## Page text

■ ■ ■

In a ball-mill, the following ingredients were introduced successively:

______________________________________ NEOCRYL B 702 (trade name) 1.5 g SPEZIAL SCHWARZ IV (trade name) 2 g TLA-414 (trade name) 0.4 g isododecane 47 ml ______________________________________

A toner dispersion of very good stability containing toner particles having an average diameter of 0.25 .mu.m was obtained.

Claims

1. A liquid developer composition suitable for rendering visible in the direct or reversed sense electrostatic charge patterns contained on a surface, which composition contains in a hydrocarbon liquid having a volume resistivity of at least 10.sup.9 Ohm.cm and a dielectric constant of less than 3, a negatively charged suspended toner comprising organic polymer-coated pigment particles and at least one organic ionic surfactant, wherein

(1) said organic ionic surfactant consists essentially of an oil-soluble overbased alkaline earth metal hydrocarbon sulphonate wherein the alkaline earth metal is magnesium, calcium or barium, the sulphonate has an average molecular weight of at least 800, and the total base number (TBN) of the surfactant determined according to ASTM D 664-58 is at least 2, and

(2) the polymeric material consists essentially of a copolymer of (A) a C.sub.12 -C.sub.20 alkyl alcohol ester of methacrylic acid and (B) n-butyl or isobutyl alcohol ester of methacrylic acid, in which the ratio by weight of (A)/(B) is in the range of 15 to 85/85 to 15, or a copolymer (containing in its structure) of said (A) and (B) and (C) styrene or a styrene homologue in which (C) is present up to a maximum of 70% by weight, said copolymer in either case containing up to 0.4% by weight of methacrylic acid units.

■ ■ ■

[Items listed in a dataset]
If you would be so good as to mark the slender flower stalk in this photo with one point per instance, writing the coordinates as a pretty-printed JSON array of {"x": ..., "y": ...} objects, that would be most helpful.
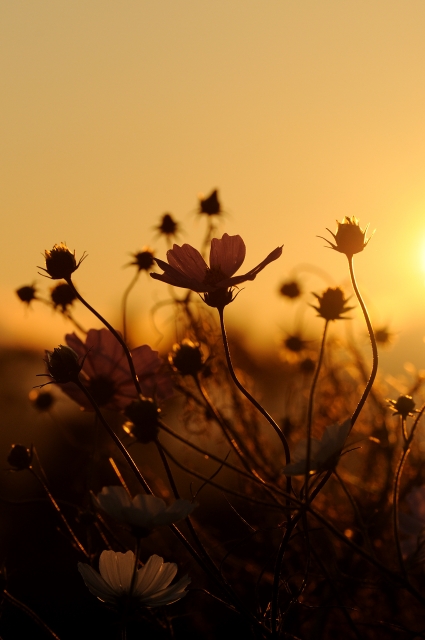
[
  {"x": 372, "y": 341},
  {"x": 310, "y": 409},
  {"x": 246, "y": 393},
  {"x": 124, "y": 304}
]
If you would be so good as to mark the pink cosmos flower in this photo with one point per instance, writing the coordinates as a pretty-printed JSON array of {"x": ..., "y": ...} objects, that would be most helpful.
[
  {"x": 106, "y": 373},
  {"x": 187, "y": 268}
]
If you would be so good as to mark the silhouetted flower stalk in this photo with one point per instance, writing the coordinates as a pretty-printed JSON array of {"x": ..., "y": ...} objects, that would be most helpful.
[
  {"x": 372, "y": 341},
  {"x": 408, "y": 438},
  {"x": 310, "y": 408}
]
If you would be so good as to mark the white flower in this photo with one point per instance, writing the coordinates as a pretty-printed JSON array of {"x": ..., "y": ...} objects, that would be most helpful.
[
  {"x": 324, "y": 453},
  {"x": 149, "y": 588},
  {"x": 143, "y": 512}
]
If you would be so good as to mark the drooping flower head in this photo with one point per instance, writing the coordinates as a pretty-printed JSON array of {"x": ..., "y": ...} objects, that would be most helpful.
[
  {"x": 106, "y": 374},
  {"x": 27, "y": 293},
  {"x": 143, "y": 513},
  {"x": 210, "y": 205},
  {"x": 332, "y": 304},
  {"x": 290, "y": 289},
  {"x": 168, "y": 227},
  {"x": 349, "y": 237},
  {"x": 60, "y": 262},
  {"x": 114, "y": 583},
  {"x": 186, "y": 268}
]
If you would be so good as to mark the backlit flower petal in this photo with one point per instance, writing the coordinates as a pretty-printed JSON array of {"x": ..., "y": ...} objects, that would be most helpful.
[
  {"x": 96, "y": 584},
  {"x": 227, "y": 254}
]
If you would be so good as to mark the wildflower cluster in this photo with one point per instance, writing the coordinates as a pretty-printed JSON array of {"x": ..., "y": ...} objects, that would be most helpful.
[{"x": 180, "y": 487}]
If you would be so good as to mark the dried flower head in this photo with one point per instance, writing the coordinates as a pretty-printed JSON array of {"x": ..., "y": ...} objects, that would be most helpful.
[
  {"x": 20, "y": 457},
  {"x": 168, "y": 227},
  {"x": 61, "y": 262},
  {"x": 143, "y": 513},
  {"x": 290, "y": 289},
  {"x": 187, "y": 358},
  {"x": 143, "y": 415},
  {"x": 144, "y": 259},
  {"x": 210, "y": 205},
  {"x": 349, "y": 237},
  {"x": 121, "y": 584},
  {"x": 41, "y": 400},
  {"x": 332, "y": 304},
  {"x": 63, "y": 296},
  {"x": 27, "y": 294},
  {"x": 106, "y": 373},
  {"x": 404, "y": 406}
]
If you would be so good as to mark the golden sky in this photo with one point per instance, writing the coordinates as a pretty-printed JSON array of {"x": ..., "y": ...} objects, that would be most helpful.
[{"x": 299, "y": 111}]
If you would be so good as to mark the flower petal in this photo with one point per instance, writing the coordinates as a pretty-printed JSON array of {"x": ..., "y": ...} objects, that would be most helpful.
[
  {"x": 117, "y": 569},
  {"x": 227, "y": 254},
  {"x": 251, "y": 275},
  {"x": 188, "y": 261},
  {"x": 96, "y": 584}
]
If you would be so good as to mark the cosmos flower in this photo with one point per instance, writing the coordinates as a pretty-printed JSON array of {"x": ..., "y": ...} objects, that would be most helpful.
[
  {"x": 324, "y": 453},
  {"x": 349, "y": 237},
  {"x": 187, "y": 268},
  {"x": 150, "y": 588},
  {"x": 332, "y": 304},
  {"x": 412, "y": 525},
  {"x": 106, "y": 374},
  {"x": 142, "y": 513}
]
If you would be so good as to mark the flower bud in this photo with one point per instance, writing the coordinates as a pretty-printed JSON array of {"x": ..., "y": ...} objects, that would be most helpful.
[
  {"x": 144, "y": 260},
  {"x": 27, "y": 294},
  {"x": 60, "y": 262},
  {"x": 332, "y": 304},
  {"x": 41, "y": 400},
  {"x": 63, "y": 296},
  {"x": 349, "y": 237},
  {"x": 20, "y": 457},
  {"x": 62, "y": 364},
  {"x": 186, "y": 358},
  {"x": 290, "y": 289},
  {"x": 143, "y": 415}
]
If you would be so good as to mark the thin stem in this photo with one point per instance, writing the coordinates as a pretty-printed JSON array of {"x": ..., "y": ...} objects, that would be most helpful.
[
  {"x": 246, "y": 393},
  {"x": 396, "y": 492},
  {"x": 372, "y": 341},
  {"x": 59, "y": 512},
  {"x": 310, "y": 408},
  {"x": 124, "y": 304},
  {"x": 114, "y": 333}
]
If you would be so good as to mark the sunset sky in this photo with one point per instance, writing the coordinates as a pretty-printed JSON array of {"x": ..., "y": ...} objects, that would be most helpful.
[{"x": 299, "y": 111}]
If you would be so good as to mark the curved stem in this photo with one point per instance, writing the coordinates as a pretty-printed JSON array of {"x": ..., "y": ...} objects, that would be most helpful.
[
  {"x": 59, "y": 512},
  {"x": 124, "y": 304},
  {"x": 310, "y": 408},
  {"x": 373, "y": 344},
  {"x": 114, "y": 333},
  {"x": 246, "y": 393}
]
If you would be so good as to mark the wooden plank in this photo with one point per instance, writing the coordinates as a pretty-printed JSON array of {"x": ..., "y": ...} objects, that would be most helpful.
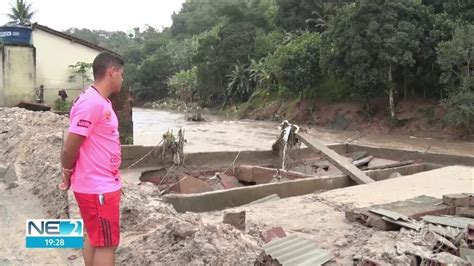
[{"x": 337, "y": 160}]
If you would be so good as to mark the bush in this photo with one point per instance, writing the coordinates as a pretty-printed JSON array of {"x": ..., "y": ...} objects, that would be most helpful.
[{"x": 62, "y": 106}]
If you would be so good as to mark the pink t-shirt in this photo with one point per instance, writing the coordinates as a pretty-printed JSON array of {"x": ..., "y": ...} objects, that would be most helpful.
[{"x": 97, "y": 166}]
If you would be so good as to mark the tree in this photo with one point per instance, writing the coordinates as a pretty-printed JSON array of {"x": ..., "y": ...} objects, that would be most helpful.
[
  {"x": 21, "y": 12},
  {"x": 81, "y": 70}
]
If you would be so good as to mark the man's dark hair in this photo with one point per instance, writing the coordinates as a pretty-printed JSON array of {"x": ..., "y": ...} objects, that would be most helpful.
[{"x": 103, "y": 61}]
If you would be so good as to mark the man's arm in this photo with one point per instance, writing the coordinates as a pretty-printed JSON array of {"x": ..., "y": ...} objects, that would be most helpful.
[{"x": 69, "y": 156}]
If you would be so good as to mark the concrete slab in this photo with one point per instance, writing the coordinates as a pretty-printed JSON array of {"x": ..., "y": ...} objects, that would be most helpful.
[
  {"x": 377, "y": 162},
  {"x": 411, "y": 208},
  {"x": 434, "y": 183},
  {"x": 3, "y": 171},
  {"x": 337, "y": 160},
  {"x": 229, "y": 181},
  {"x": 459, "y": 200}
]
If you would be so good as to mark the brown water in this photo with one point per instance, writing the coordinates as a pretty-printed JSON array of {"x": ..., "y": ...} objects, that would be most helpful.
[{"x": 218, "y": 134}]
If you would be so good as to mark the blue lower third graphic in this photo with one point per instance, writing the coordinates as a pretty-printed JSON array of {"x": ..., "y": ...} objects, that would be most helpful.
[
  {"x": 54, "y": 242},
  {"x": 54, "y": 233}
]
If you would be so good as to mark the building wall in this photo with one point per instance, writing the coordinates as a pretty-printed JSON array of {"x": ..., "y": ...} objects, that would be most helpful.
[
  {"x": 2, "y": 93},
  {"x": 18, "y": 74},
  {"x": 53, "y": 57}
]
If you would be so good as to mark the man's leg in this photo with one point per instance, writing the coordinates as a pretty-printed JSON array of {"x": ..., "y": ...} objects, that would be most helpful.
[
  {"x": 88, "y": 252},
  {"x": 104, "y": 256}
]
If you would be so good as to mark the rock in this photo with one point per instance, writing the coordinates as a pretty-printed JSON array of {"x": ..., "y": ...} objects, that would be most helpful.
[
  {"x": 357, "y": 155},
  {"x": 181, "y": 229},
  {"x": 193, "y": 185},
  {"x": 321, "y": 165},
  {"x": 394, "y": 175},
  {"x": 228, "y": 181},
  {"x": 363, "y": 161},
  {"x": 12, "y": 185},
  {"x": 236, "y": 219},
  {"x": 377, "y": 162}
]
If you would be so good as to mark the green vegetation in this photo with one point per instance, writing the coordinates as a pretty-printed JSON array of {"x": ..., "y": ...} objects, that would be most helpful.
[
  {"x": 244, "y": 52},
  {"x": 62, "y": 106}
]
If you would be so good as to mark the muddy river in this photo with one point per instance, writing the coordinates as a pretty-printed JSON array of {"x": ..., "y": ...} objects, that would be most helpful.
[{"x": 219, "y": 134}]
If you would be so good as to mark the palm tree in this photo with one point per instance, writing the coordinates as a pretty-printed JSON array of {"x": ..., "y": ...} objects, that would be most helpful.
[{"x": 21, "y": 13}]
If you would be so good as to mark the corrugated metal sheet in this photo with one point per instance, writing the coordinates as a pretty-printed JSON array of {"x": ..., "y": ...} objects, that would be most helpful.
[
  {"x": 459, "y": 222},
  {"x": 295, "y": 250}
]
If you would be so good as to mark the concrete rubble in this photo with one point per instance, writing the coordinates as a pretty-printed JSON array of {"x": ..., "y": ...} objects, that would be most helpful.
[{"x": 378, "y": 223}]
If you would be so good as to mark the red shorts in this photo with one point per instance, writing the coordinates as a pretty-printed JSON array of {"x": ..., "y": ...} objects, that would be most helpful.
[{"x": 101, "y": 215}]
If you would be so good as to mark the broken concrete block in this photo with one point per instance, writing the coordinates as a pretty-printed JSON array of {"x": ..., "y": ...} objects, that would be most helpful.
[
  {"x": 470, "y": 235},
  {"x": 440, "y": 243},
  {"x": 262, "y": 175},
  {"x": 191, "y": 184},
  {"x": 10, "y": 176},
  {"x": 357, "y": 155},
  {"x": 459, "y": 200},
  {"x": 467, "y": 212},
  {"x": 236, "y": 219},
  {"x": 272, "y": 234},
  {"x": 378, "y": 162},
  {"x": 364, "y": 261},
  {"x": 467, "y": 254},
  {"x": 363, "y": 161},
  {"x": 12, "y": 185},
  {"x": 228, "y": 181},
  {"x": 244, "y": 173}
]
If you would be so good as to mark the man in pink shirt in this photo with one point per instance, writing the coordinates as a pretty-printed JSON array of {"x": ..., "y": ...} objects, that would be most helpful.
[{"x": 91, "y": 159}]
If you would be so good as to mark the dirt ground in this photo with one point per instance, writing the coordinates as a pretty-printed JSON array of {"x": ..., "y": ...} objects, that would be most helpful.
[{"x": 152, "y": 232}]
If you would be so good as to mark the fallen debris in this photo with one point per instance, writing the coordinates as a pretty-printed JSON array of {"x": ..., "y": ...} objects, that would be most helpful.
[
  {"x": 189, "y": 184},
  {"x": 272, "y": 197},
  {"x": 467, "y": 212},
  {"x": 236, "y": 219},
  {"x": 272, "y": 234},
  {"x": 459, "y": 222},
  {"x": 440, "y": 243},
  {"x": 365, "y": 261},
  {"x": 399, "y": 213},
  {"x": 337, "y": 160},
  {"x": 459, "y": 200},
  {"x": 228, "y": 181},
  {"x": 392, "y": 165},
  {"x": 467, "y": 254},
  {"x": 357, "y": 155},
  {"x": 363, "y": 161}
]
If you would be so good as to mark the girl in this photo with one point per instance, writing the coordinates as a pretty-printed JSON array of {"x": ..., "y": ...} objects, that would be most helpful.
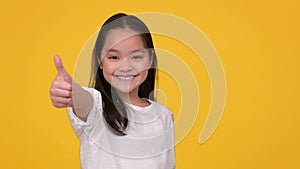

■ ■ ■

## Description of the task
Rewrite the passage on liquid developers starting with "(1) said organic" and going on through "methacrylic acid units.", putting "strontium" in place of "magnesium". These rows have no connection to the passage on liquid developers.

## Answer to this exercise
(1) said organic ionic surfactant consists essentially of an oil-soluble overbased alkaline earth metal hydrocarbon sulphonate wherein the alkaline earth metal is strontium, calcium or barium, the sulphonate has an average molecular weight of at least 800, and the total base number (TBN) of the surfactant determined according to ASTM D 664-58 is at least 2, and

(2) the polymeric material consists essentially of a copolymer of (A) a C.sub.12 -C.sub.20 alkyl alcohol ester of methacrylic acid and (B) n-butyl or isobutyl alcohol ester of methacrylic acid, in which the ratio by weight of (A)/(B) is in the range of 15 to 85/85 to 15, or a copolymer (containing in its structure) of said (A) and (B) and (C) styrene or a styrene homologue in which (C) is present up to a maximum of 70% by weight, said copolymer in either case containing up to 0.4% by weight of methacrylic acid units.